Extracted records
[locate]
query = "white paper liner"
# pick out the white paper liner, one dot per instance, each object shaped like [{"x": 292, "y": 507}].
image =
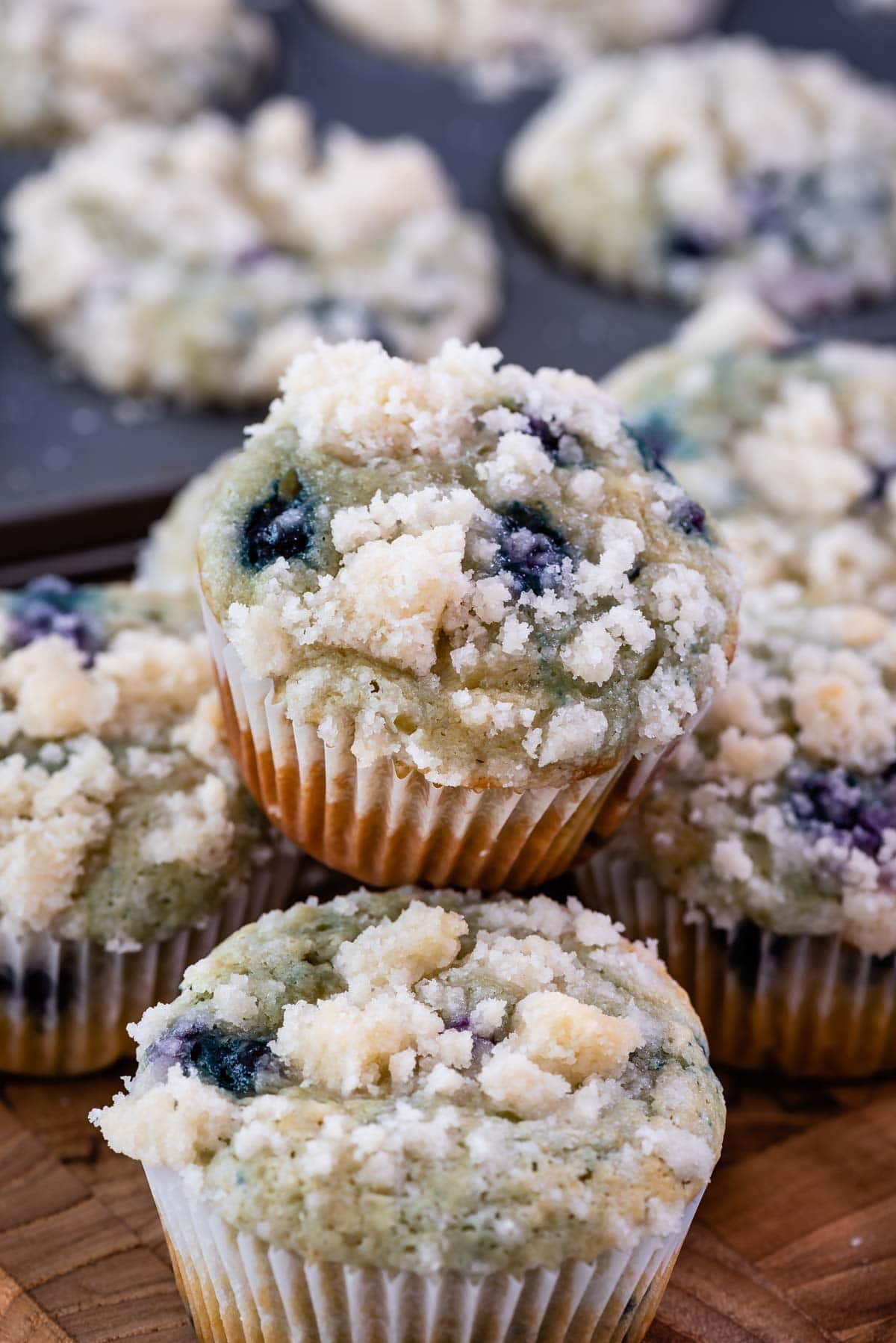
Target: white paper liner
[
  {"x": 240, "y": 1289},
  {"x": 388, "y": 826},
  {"x": 65, "y": 1004},
  {"x": 800, "y": 1005}
]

**What is required:** Rewrite the lines above, swapping "white paper liner" for "paper cupcake liner" wherever it appears and changing nothing else. Omit the pictures from your answer.

**Result:**
[locate]
query = "paper cupcake liner"
# pick out the paper cupcake liner, one dot per instance, each object shaped like [{"x": 292, "y": 507}].
image =
Target: paper cupcake liner
[
  {"x": 240, "y": 1289},
  {"x": 388, "y": 826},
  {"x": 65, "y": 1004},
  {"x": 800, "y": 1005}
]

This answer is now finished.